■ **Trecho do texto**:
□ □ □

Como as pessoas jovens estão envolvidas no movimento? Como elas estão lidando com o imperialismo no dia a dia?
A situação econômica e política está ficando cada vez pior. Há cinco minutos, conferi meu celular e vi que aconteceu outra invasão de colonizadores em Huwara, uma vila nos arredores de Nablus. Vários palestinos já foram hospitalizados.
Muitas coisas são realmente desanimadoras. Mas uma coisa que nunca deixa de me trazer esperança são os meus companheiros, a juventude palestina. A forma como os meus companheiros têm se organizado, especialmente nos últimos dois anos, tem me inspirado muito. Tivemos, por exemplo, a Intifada da Unidade [Unity Intifada] em maio de 2021, organizada principalmente pelos jovens. Encontramos novas formas de resistir. Muitos de nós não estávamos aqui durante a Primeira e a Segunda Intifadas e temos apenas lembranças vagas e histórias que nos contaram sobre elas.
As formas de resistência da juventude palestina são incríveis e se baseiam na união. Existe um só lar, somos um só povo e é isso o que orienta nossa luta. Somos as e os indígenas desta terra. Isso significa que somos seus cuidadores. É nossa responsabilidade proteger a terra. Alguns disseram: “eles matam pela terra, nós vivemos para protegê-la”. Vemos muito isso agora, especialmente entre os jovens palestinos. Só neste ano, perdi a conta de quantos palestinos foram mortos. Se você for ver a idade deles, tantos eram jovens, nos seus vinte anos, e tantos deles eram ainda crianças. É de cortar o coração. Nós rememoramos nossos mártires.

□ □ □

■ **Entradas apresentadas**:
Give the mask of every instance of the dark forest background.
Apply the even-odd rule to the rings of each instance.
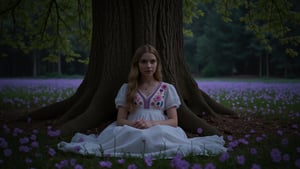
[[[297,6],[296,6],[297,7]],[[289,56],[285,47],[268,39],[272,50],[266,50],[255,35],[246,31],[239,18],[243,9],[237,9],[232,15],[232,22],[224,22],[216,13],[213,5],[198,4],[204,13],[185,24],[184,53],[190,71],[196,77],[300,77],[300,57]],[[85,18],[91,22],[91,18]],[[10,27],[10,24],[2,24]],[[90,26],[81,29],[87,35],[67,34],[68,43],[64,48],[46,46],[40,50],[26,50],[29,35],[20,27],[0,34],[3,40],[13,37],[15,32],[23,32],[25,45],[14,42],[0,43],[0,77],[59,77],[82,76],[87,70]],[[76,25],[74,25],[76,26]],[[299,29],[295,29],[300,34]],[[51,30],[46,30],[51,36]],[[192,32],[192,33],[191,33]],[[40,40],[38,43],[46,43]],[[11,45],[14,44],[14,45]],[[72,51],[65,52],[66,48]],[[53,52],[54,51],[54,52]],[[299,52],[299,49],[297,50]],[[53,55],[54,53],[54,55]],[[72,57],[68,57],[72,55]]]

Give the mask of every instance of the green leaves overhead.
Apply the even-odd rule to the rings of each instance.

□ □ □

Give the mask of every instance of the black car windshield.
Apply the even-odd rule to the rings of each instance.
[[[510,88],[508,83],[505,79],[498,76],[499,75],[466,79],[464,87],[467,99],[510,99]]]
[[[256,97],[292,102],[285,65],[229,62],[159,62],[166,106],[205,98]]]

□ □ □

■ **Tarefa proposta**: Prossiga com o texto sobre a juventude palestina, que está mais acima, a partir da última frase dele.

■ **Resposta do exercício**:
Também gostaria de tomar um momento para falar da diáspora. Os palestinos dentro da Palestina, dentro da Cisjordânia, em 1948 (que é como chamamos as partes da Palestina tomadas por Israel em 1948), em Gaza… Em toda essa região, quem está conduzindo a evolução da mudança social e política é a resistência da juventude. Mas, além disso, ela é complementada pela união da diáspora palestina. Isso foi possível principalmente durante a Intifada da Unidade. Vimos palestinos no mundo todo, não só na Palestina: nos acampamentos de refugiados e no exílio, no Líbano, na Jordânia, na diáspora, nos Estados Unidos, na América Latina, na Europa – palestinos no mundo todo. Eu estava morando nos Estados Unidos na época, e nunca senti uma união tão grande entre as pessoas em diáspora.
O Movimento da Juventude Palestina [Palestinian Youth Movement — PYM], que é um movimento transnacional da juventude palestina e árabe, é uma rede incrivelmente forte. Eles trabalham a partir da diáspora para se organizar pela libertação da Palestina. Particularmente nos últimos anos, e com o avanço da tecnologia e tudo o mais, conseguimos ver os palestinos de fora e os de dentro complementando-se, lutando e trabalhando em conjunto. A juventude palestina não é só o futuro, mas o presente também.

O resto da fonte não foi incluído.